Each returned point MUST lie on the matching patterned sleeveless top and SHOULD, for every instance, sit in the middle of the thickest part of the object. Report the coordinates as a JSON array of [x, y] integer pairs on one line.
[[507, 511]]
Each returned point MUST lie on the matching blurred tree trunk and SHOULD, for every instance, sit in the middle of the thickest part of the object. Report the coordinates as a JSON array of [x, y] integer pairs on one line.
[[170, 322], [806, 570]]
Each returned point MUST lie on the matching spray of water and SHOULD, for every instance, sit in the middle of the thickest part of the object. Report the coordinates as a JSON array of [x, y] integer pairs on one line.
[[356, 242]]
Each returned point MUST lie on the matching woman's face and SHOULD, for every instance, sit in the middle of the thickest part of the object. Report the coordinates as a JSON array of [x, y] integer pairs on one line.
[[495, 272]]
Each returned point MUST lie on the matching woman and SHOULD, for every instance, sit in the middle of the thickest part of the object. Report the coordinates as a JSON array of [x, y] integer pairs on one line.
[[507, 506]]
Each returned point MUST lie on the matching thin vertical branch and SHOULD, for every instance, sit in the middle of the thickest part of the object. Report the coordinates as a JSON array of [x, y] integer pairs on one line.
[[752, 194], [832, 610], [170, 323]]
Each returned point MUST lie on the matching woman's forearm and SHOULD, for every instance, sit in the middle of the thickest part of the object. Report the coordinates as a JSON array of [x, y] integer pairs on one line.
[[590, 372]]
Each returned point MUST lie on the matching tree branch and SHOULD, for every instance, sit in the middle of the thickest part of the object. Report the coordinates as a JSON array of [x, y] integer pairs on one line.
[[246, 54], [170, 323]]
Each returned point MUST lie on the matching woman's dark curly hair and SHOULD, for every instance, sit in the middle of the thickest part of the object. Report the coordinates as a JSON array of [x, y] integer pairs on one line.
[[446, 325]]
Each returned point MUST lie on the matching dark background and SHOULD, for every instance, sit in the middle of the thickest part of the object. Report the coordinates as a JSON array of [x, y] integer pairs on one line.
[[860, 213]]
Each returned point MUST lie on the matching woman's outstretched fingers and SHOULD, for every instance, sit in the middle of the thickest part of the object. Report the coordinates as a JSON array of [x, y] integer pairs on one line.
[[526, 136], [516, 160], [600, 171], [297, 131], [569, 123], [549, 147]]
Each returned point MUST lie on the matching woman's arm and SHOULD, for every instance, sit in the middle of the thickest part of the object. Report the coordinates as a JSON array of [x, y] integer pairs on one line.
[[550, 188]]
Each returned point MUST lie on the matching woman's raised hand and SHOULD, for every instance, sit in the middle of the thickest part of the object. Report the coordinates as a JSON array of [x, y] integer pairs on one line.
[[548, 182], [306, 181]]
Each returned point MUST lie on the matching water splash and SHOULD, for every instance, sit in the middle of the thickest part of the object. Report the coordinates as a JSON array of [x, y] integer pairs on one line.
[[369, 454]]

****************************************

(EXERCISE DESCRIPTION):
The lines to output run from the one containing "Each returned point MUST lie on the matching water" to the last line of the entries; give them back exactly.

(WRITTEN RESPONSE):
Each returned point MUST lie on the matching water splash and SHOULD, for every instance, sit in the middle of the thickest part of the object. Report the coordinates as a JSON array of [x, y] integer pairs on one line.
[[369, 454]]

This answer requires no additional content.